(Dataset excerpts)
--*--
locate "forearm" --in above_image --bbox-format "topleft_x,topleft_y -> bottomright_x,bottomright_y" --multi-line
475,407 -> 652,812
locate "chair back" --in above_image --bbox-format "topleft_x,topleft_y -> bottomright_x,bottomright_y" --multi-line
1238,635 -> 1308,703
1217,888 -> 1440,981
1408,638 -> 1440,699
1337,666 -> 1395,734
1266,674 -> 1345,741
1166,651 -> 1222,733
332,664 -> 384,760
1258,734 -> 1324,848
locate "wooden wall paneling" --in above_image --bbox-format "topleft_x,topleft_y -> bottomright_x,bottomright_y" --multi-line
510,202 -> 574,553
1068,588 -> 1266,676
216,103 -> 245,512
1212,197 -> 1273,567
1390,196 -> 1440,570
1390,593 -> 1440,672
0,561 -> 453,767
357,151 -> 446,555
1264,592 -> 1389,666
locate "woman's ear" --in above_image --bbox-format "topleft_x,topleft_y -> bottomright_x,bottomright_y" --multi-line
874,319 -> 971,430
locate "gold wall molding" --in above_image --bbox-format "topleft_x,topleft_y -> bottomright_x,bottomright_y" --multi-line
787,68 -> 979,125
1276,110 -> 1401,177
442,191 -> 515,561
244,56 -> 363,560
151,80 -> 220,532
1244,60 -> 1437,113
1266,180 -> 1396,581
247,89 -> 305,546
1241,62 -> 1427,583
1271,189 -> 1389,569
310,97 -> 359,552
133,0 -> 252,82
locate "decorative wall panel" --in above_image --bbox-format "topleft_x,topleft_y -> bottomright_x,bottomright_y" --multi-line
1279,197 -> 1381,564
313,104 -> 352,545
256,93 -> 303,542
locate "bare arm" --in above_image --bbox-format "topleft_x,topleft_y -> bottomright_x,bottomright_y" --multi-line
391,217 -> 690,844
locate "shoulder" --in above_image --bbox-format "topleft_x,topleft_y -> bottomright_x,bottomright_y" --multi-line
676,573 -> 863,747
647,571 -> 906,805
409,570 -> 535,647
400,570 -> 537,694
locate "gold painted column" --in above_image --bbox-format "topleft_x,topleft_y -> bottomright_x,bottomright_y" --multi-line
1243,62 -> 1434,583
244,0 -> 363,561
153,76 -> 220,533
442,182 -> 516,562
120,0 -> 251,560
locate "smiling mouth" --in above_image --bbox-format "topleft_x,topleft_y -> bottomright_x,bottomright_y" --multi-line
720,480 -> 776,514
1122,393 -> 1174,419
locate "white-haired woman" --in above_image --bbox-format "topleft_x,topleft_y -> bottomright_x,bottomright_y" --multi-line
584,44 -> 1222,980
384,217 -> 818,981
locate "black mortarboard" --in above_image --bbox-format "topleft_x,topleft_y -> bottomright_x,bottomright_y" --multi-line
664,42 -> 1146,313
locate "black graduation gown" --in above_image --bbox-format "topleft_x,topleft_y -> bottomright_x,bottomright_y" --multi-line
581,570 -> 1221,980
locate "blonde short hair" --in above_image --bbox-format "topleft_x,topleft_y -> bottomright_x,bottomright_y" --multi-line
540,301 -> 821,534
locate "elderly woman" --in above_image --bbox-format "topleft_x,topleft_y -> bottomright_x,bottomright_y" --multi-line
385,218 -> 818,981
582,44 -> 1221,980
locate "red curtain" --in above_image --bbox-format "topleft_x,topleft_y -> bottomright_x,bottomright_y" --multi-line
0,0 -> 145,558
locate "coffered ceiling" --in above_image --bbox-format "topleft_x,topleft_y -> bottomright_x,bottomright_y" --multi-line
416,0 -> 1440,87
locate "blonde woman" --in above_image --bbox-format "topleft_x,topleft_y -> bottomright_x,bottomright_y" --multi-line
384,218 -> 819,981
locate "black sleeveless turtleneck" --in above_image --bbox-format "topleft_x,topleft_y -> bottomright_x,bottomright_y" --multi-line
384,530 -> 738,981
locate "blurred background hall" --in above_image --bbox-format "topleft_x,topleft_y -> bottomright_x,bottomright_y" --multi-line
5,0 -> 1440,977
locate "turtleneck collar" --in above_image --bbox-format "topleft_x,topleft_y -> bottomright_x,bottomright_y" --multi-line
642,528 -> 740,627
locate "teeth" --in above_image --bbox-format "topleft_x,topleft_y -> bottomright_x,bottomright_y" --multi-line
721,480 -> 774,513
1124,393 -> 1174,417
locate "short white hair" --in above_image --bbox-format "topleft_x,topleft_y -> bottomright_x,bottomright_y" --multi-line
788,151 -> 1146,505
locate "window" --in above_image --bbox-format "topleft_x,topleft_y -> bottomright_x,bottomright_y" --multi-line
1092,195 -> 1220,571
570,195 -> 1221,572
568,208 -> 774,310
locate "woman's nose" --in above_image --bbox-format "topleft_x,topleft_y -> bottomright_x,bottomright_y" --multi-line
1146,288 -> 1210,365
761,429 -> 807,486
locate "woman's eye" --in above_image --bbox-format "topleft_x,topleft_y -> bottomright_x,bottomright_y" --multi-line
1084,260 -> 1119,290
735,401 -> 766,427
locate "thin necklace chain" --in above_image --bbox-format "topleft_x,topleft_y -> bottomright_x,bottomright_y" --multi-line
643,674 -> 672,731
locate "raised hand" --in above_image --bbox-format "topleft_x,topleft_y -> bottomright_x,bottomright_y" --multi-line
--*--
WHAT THE EXERCISE ASKS -> Your task is to repeat the data exactly, with nothing left out.

WRITTEN REPLY ->
locate "forearm" --in above_image --bbox-format "topleft_x,topleft_y -> bottomright_x,bottomright_y" --multi-line
475,407 -> 652,812
locate "chair back" --in above_image --bbox-format "topleft_x,topleft_y -> bottomright_x,bottomright_y" --multi-line
1238,635 -> 1308,703
1217,888 -> 1440,981
1408,638 -> 1440,699
1337,666 -> 1395,734
1266,674 -> 1345,741
1166,651 -> 1222,733
332,664 -> 384,760
1258,734 -> 1324,848
locate "wooden wall paneling" --in above_image --bbox-format "topleft_x,topleft_y -> bottomright_x,bottomright_y" --multi-line
510,202 -> 574,553
1068,588 -> 1266,676
216,103 -> 245,512
1212,197 -> 1273,567
1390,196 -> 1440,570
1390,593 -> 1440,672
0,561 -> 453,767
357,151 -> 446,555
1264,592 -> 1389,666
locate "woman's ear" --in above_image --bbox-format "topleft_x,topleft_y -> bottomright_x,bottomright_y" --multi-line
874,319 -> 971,430
locate "gold wall molding" --in above_image --bbox-format "topleft_x,topleft_y -> bottomright_x,bottomright_y" --multi-line
787,68 -> 979,125
1276,110 -> 1401,177
442,191 -> 515,561
244,56 -> 363,560
151,80 -> 220,532
1244,60 -> 1437,113
1266,180 -> 1396,581
247,89 -> 305,546
1241,62 -> 1427,583
1271,189 -> 1389,569
310,97 -> 359,552
133,0 -> 252,82
locate "decorative wall panel" --in above_image --bbox-format "topleft_x,topleft_y -> bottomright_x,bottomright_y" --multi-line
1279,197 -> 1381,564
313,104 -> 352,545
256,93 -> 303,542
locate "bare arm" --in above_image --bbox-format "topleft_x,topleft_y -> bottomright_x,bottomright_y" --multi-line
391,217 -> 690,844
locate "shoulder" --in above_image --bbox-format "topleft_x,topleft_y -> bottomright_x,bottomright_y" --multi-line
676,573 -> 863,747
647,571 -> 906,805
409,570 -> 535,647
400,570 -> 537,694
locate "gold painted column" --in above_image --bbox-format "topleft_x,topleft_y -> bottomright_x,bottomright_y" --multi-line
1243,62 -> 1434,583
244,0 -> 363,561
153,76 -> 220,533
442,182 -> 516,562
120,0 -> 251,560
locate "smiling mouth" --in above_image --bbox-format "topleft_x,topleft_y -> bottomright_x,bottomright_y" --multi-line
720,480 -> 776,514
1122,393 -> 1174,419
locate "white-haired woman" --in above_image --bbox-format "topleft_x,topleft_y -> bottomright_x,bottomright_y" --multi-line
584,44 -> 1222,980
384,217 -> 818,981
locate "black mortarboard" --in above_image --bbox-format "topleft_x,topleft_y -> bottomright_x,bottomright_y" --multi-line
664,42 -> 1146,313
locate "black graduation gown" --in above_image --bbox-format "topleft_x,topleft_y -> bottomright_x,bottomright_y" --multi-line
581,570 -> 1221,980
locate "blonde short hair" --in above_image --bbox-format "topleft_x,topleft_y -> bottomright_x,bottomright_y" --multi-line
540,301 -> 821,534
locate "elderly woman" --in above_image --bbox-format "topleft_x,topleft_y -> bottomright_x,bottomright_y" --multi-line
385,218 -> 818,981
582,44 -> 1221,980
locate "red curtain" --in above_image --bbox-format "topleft_x,topleft_y -> bottomright_x,bottomright_y" --multi-line
0,0 -> 145,558
locate "coffered ceiling" --in above_image --bbox-format "topleft_x,topleft_y -> bottomright_x,bottomright_y" --multi-line
416,0 -> 1440,87
locate "blonde woman" --in above_image --bbox-format "topleft_x,topleft_y -> bottomright_x,bottomright_y" --multi-line
384,218 -> 819,981
locate "black sleeveless turtleneck" --in above_image --bbox-format "topleft_x,topleft_y -> bottomright_x,bottomright_y" --multi-line
384,530 -> 738,981
locate "blurred background hall" --in above_image --bbox-format "topleft_x,topleft_y -> bottomright_x,bottomright_y" --multi-line
5,0 -> 1440,977
locate "turtleneck collar" --in above_image --bbox-format "topleft_x,topleft_y -> bottomright_x,bottomright_y" --multi-line
642,528 -> 740,627
locate "teeth" --in above_image --bbox-format "topleft_x,topleft_y -> bottomright_x,bottomright_y" --multi-line
721,480 -> 774,513
1124,393 -> 1174,417
locate "short white hair" --in above_image --bbox-format "topleft_x,topleft_y -> bottomright_x,bottomright_y" --multi-line
788,151 -> 1146,505
locate "window" --in above_image --bbox-format "topleft_x,topleft_y -> bottomright_x,bottomright_y" --multi-line
1092,195 -> 1220,571
570,195 -> 1221,572
568,208 -> 774,310
locate "woman's nose" --in above_image --bbox-format "topleft_x,topleft_y -> bottomright_x,bottomright_y" --multi-line
1146,288 -> 1210,365
761,429 -> 807,486
locate "woman's eye" --in above_image --bbox-format "topleft_x,topleft_y -> bottomright_x,bottomright_y" --multi-line
1084,260 -> 1119,290
735,401 -> 766,427
locate "thin necklace chain" --in above_image --bbox-format "topleft_x,topleft_y -> bottomright_x,bottomright_y" --multi-line
643,674 -> 672,731
locate "raised hand" --in above_image --bbox-format "topleft_x,topleft_y -> bottomright_x,bottomright_y" --multi-line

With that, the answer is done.